* What is needed
Rewrite the data from the line with "Point to the insect leg." through the end, changing "blurred" to "soft-focus" and keeping everything else the same. Leave the pictures out.
::: Data for processing :::
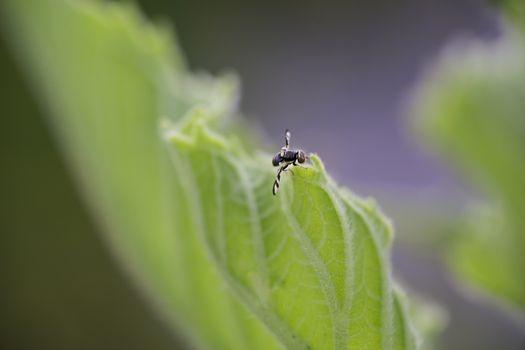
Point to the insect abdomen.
(289, 156)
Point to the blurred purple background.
(339, 74)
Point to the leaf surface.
(188, 207)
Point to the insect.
(285, 158)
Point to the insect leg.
(277, 181)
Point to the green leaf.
(188, 207)
(472, 108)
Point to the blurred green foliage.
(190, 213)
(60, 289)
(472, 109)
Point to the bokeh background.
(339, 74)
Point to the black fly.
(285, 158)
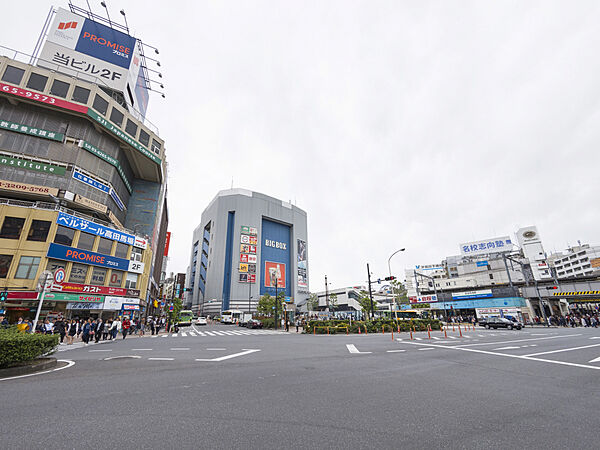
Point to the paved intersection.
(488, 389)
:::
* Problem solution
Point to the insect leg.
(277, 181)
Point to the green leaf.
(188, 207)
(472, 108)
Point to the soft-focus green foliage.
(190, 213)
(60, 289)
(472, 109)
Point to the bokeh background.
(339, 74)
Point to the black fly.
(285, 158)
Point to the paved intersection.
(488, 389)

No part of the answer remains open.